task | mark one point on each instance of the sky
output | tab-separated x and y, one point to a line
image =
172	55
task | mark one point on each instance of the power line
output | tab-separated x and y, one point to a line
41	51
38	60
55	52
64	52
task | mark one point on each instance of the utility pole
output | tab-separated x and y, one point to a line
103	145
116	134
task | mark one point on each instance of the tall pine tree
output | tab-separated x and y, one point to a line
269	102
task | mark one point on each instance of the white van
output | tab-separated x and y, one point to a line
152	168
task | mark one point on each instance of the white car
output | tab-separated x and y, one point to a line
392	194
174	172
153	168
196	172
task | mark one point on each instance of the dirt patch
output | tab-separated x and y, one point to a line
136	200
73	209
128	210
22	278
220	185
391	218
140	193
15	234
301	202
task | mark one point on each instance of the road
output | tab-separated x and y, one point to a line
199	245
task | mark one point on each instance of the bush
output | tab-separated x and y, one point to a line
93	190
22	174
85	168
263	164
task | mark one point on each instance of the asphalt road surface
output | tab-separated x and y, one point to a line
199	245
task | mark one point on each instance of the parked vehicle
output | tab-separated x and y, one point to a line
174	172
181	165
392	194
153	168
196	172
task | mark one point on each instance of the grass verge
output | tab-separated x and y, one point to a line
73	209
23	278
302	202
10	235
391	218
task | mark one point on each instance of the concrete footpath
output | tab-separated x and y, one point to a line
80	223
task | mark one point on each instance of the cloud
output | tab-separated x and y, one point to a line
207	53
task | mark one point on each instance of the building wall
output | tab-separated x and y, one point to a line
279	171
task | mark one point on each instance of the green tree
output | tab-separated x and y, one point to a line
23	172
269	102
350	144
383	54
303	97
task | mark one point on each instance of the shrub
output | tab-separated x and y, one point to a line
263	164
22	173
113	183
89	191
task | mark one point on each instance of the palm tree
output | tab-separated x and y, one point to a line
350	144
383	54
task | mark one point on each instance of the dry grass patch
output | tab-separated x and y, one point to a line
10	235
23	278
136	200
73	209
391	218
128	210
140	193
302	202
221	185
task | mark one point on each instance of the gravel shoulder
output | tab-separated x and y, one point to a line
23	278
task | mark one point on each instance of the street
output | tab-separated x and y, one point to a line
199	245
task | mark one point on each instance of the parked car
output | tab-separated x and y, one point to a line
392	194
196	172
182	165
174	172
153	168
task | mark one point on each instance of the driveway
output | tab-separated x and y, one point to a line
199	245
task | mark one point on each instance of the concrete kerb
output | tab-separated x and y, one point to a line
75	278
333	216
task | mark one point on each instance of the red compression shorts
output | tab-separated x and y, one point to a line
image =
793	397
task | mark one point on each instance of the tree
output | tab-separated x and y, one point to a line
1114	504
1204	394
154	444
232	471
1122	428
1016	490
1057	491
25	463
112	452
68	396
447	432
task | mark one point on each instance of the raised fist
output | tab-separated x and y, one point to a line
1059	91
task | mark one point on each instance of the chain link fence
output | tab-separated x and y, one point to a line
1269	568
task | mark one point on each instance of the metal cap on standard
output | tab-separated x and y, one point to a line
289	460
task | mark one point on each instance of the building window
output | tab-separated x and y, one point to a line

----

#### Assigned task:
Return an exact copy of the listing above, complete in every line.

#### Output below:
task | mark one point on each instance of the sky
output | tab-separated x and y, one point to a line
image =
172	55
task | mark one point on each instance of the power line
output | tab-separated x and y, one point to a line
41	51
38	60
55	52
64	52
task | mark one point on each instance of the utility pole
output | tab-separated x and y, one point to a line
103	145
116	134
task | mark one point on each instance of the tall pine tree
output | tab-separated x and y, one point to a line
269	102
task | mark one point on each instance of the white van
output | tab-separated x and y, one point to a line
152	168
task | mark one point on each instance of the white car
output | tab-separated x and y, one point to a line
392	194
174	172
153	168
196	172
task | mark one point on each instance of the dirt patch
output | tab-separated x and y, one point to a line
136	200
73	209
128	210
22	278
220	185
391	218
140	193
15	234
301	202
task | mark one point on each instance of the road
output | tab-separated x and y, one point to a line
199	245
task | mark one point on each instance of the bush
output | tab-separated x and y, one point to a line
93	190
22	174
85	168
263	164
task | mark one point on each instance of the asphalt road surface
output | tab-separated x and y, one point to a line
199	245
task | mark one point on each instance of the parked vehicle
output | tab-separated x and y, one point to a line
174	172
181	165
392	194
153	168
196	172
task | mark one point on each instance of the grass verge
output | tab-separated x and y, one point to a line
73	209
23	278
302	202
10	235
391	218
task | mark one point on each instance of the concrete footpath
output | tab-separated x and y, one point to a line
80	223
task | mark one point on each instance of the cloud
output | tab-separated x and y, one point to a line
207	53
task | mark one point on each instance of the building wall
output | tab-separated x and y, one point to a line
279	171
task | mark one point on each instance of the green tree
output | tab-separated x and y, one point to a line
23	172
269	102
350	144
383	54
303	97
task | mark one point on each instance of the shrub
output | tab-separated x and y, one point to a line
263	164
22	173
113	183
89	191
task | mark one point on each instance of the palm tree
output | tab-separated x and y, one point to a line
350	144
383	54
task | mark one point on each instance of the dry grass patch
output | tab-separated x and y, one point to a line
10	235
23	278
136	200
73	209
391	218
128	210
140	193
302	202
221	185
task | mark one point on each instance of the gravel shoulder
output | tab-separated x and y, one point to a line
23	278
task | mark one point on each instance of the street
output | tab-separated x and y, one point to a line
199	245
task | mark one point on each instance of the parked car
output | tab-separated x and y, one point to a line
392	194
196	172
182	165
174	172
153	168
task | mark one point on each instance of the driveway
output | tab-separated x and y, one point to a line
199	245
task | mark one point on each instance of the concrete kerb
output | tab-separated x and y, one point to a line
75	278
333	216
task | mark one point on each instance of the red compression shorts
output | tab-separated x and y, one point to a line
image =
793	397
task | mark one point on each instance of the tree
output | tab-separated x and y, one point to a line
1114	504
1204	394
154	444
232	471
1122	428
1016	490
1057	491
25	463
112	452
68	396
447	432
task | mark one point on each instance of the raised fist
output | tab-separated x and y, one point to a line
1059	91
task | mark one point on each instance of the chain link fence
output | tab-separated x and y, one point to a line
1269	568
task | mark one point on each instance of the metal cap on standard
output | tab-separated x and y, one point to a line
289	460
task | mark one point on each instance of the building window
output | tab-separated x and y, one point to a line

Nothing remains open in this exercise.